> DIRECTION: Give every line of the records below as a numbered list, leaving out any blank lines.

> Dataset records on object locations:
--------------------------------
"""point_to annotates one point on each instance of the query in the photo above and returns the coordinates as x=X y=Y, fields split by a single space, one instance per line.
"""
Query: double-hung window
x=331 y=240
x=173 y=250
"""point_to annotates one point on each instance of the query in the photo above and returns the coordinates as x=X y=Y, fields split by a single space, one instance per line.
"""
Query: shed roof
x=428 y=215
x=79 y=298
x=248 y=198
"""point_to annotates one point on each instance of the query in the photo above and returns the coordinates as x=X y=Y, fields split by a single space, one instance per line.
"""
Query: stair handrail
--------------------------------
> OUTPUT OF THE TASK:
1. """point_to annotates one point on each instance of the query in the photo above and returns the coordinates as x=X y=Y, fields split by a single space, one instance per line.
2. """
3. Query: double-hung window
4. x=331 y=240
5. x=173 y=250
6. """point_to annotates one point on each instance of the query in the photo above and returns the coordinates as x=X y=Y, fields split by a single space, one instance per line.
7. """
8. Query: shed roof
9. x=428 y=215
10. x=79 y=298
11. x=248 y=198
12. """point_to annotates one point on each instance of the query in the photo above and returns the coordinates as x=X y=Y, fields split by a single space, one instance per line.
13. """
14. Query: stair handrail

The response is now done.